* INSTRUCTION 1:
Count the lines in the entries below that contain the string "roof", treating case as significant, and reply with the number alone.

* PASSAGE:
<***VB.NET***> DataTable.Select's efficiency???

  • Thread starter Thread starter dotnet-MS
  • Start date Start date
D

dotnet-MS

Hello!!
You would be welcome to answer the Question:

I make a DataSet's instance(sfSalesPlanDataSet) of DB's Table,
Add new DataRow into sfSalesPlanDataSet, and seek a record,
But When I Creating the DataRow, seek the record, it becomes very slow.
the following code is the sample:
When running the <***Sample 1***>, it is very fast (3 seconds);
When running the <***Sample 2***>, it becomes very very slow (20 minutes);

<***Sample 1***>

Dim i As Integer = 0
Dim j As Random = New Random(10000)

'sfSalesPlanDataSet: DataSet's Instance of a DB's Table
For i = 0 To 10000 ':loop 1
'Create a new data row
Dim dataRow As DataRow = sfSalesPlanDataSet.Tables(0).NewRow()

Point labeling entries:
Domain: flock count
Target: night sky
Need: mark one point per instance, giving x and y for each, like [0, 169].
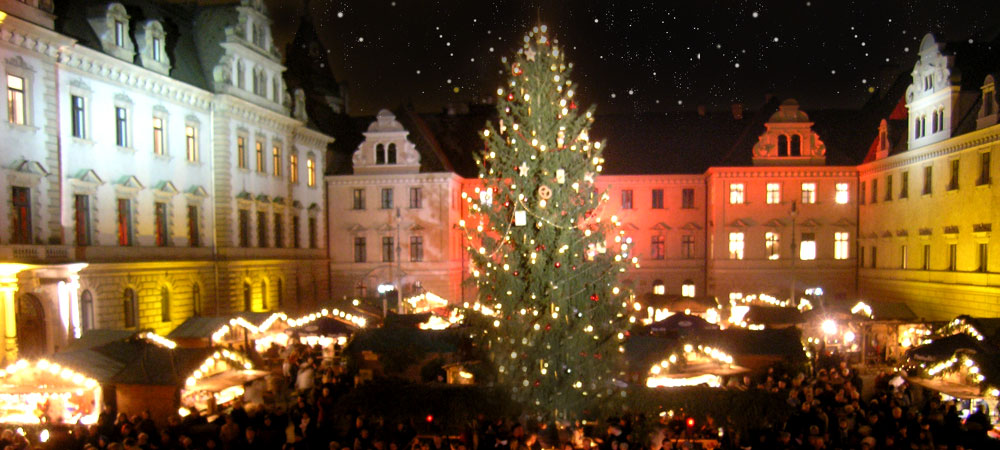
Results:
[632, 56]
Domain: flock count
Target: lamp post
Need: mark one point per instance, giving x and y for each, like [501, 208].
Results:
[795, 252]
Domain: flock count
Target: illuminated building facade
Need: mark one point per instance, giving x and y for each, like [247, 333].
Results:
[928, 189]
[156, 168]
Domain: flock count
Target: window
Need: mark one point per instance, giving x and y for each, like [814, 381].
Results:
[124, 222]
[191, 143]
[313, 243]
[159, 147]
[840, 245]
[659, 288]
[386, 198]
[416, 248]
[387, 249]
[121, 126]
[196, 299]
[953, 182]
[259, 151]
[416, 197]
[81, 212]
[279, 230]
[626, 199]
[164, 304]
[130, 308]
[687, 199]
[247, 297]
[359, 199]
[736, 194]
[771, 240]
[687, 246]
[160, 223]
[119, 33]
[17, 110]
[296, 227]
[842, 195]
[241, 152]
[311, 172]
[984, 169]
[360, 253]
[78, 116]
[736, 245]
[244, 220]
[687, 289]
[156, 49]
[194, 231]
[86, 311]
[657, 198]
[773, 193]
[276, 161]
[808, 193]
[261, 229]
[807, 248]
[22, 230]
[656, 250]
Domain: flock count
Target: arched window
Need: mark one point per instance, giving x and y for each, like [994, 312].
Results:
[247, 299]
[687, 289]
[281, 293]
[782, 145]
[659, 288]
[196, 299]
[86, 311]
[164, 304]
[796, 145]
[130, 308]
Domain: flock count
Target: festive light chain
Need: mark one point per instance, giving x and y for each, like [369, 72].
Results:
[158, 340]
[863, 308]
[232, 359]
[65, 373]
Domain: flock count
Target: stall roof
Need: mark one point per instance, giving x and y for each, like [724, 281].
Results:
[135, 360]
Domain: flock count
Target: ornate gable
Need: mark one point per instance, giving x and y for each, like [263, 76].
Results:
[789, 140]
[386, 148]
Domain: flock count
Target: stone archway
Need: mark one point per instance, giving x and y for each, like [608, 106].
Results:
[31, 329]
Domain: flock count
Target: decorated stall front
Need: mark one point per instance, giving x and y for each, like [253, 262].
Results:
[147, 372]
[44, 392]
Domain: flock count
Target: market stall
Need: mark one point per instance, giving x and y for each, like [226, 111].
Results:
[37, 392]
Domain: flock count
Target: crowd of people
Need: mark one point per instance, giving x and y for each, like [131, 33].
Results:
[828, 412]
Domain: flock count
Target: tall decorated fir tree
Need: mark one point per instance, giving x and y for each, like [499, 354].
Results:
[546, 273]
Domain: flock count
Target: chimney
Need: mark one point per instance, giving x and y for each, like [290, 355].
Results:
[737, 111]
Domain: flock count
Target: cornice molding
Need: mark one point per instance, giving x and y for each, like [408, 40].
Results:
[103, 66]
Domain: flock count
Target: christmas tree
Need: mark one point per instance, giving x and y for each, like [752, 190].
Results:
[546, 273]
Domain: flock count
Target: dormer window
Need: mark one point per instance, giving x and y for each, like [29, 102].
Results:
[120, 33]
[156, 50]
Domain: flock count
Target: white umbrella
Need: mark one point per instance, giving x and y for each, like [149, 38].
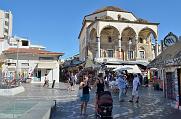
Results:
[129, 68]
[122, 68]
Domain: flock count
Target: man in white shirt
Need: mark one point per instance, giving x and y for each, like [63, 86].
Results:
[136, 84]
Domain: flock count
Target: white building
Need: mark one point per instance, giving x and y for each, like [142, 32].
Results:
[23, 59]
[113, 35]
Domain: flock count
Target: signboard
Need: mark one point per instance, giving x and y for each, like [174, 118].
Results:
[170, 39]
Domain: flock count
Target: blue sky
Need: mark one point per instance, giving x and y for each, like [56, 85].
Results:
[56, 24]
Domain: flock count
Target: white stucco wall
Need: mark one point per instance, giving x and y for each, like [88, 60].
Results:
[33, 61]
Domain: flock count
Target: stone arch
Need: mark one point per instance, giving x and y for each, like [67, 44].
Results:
[93, 35]
[142, 52]
[144, 35]
[128, 33]
[109, 34]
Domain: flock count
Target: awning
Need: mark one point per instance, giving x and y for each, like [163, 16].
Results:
[129, 68]
[46, 65]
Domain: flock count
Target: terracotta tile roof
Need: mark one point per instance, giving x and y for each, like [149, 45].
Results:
[109, 8]
[30, 51]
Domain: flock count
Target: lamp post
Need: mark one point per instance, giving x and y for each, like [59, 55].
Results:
[129, 52]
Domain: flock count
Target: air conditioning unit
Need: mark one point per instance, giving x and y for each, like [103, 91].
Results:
[9, 60]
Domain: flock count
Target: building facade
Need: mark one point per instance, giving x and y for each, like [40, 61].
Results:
[6, 19]
[112, 34]
[22, 60]
[168, 65]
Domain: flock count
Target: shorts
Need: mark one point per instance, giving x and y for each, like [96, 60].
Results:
[71, 83]
[135, 93]
[85, 98]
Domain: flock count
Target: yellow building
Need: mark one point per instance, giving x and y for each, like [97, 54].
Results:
[114, 35]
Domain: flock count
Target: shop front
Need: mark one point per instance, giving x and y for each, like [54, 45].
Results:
[168, 64]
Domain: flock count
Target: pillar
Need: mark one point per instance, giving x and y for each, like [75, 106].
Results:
[156, 47]
[98, 46]
[136, 48]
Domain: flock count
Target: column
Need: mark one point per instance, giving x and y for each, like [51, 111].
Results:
[136, 48]
[119, 41]
[119, 46]
[156, 47]
[98, 46]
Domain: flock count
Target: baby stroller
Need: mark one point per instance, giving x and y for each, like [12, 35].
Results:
[104, 105]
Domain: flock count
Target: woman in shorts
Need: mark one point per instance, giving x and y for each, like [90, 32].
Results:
[84, 84]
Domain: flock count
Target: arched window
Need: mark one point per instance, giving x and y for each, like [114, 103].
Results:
[140, 40]
[109, 39]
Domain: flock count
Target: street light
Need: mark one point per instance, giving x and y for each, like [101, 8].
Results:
[129, 52]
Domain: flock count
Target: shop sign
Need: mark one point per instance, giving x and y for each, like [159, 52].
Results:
[170, 39]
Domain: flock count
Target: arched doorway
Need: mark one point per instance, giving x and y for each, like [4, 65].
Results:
[109, 40]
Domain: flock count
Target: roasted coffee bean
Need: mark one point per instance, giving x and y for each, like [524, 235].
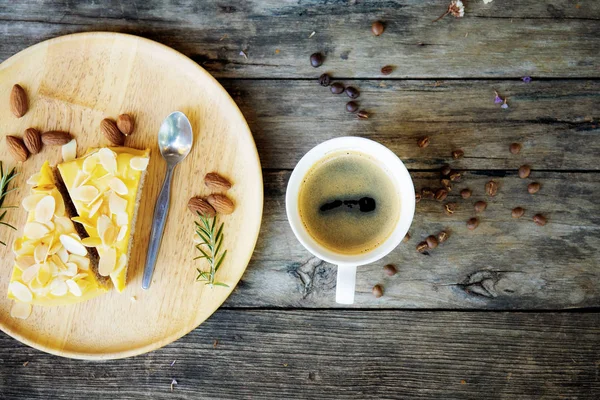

* INSTRUCTION 2:
List every variable name that the code in the thread above declares with Dim.

* WRITTEN REPLY 1:
2

* WRITTEN REPLY 2:
i, j, dataRow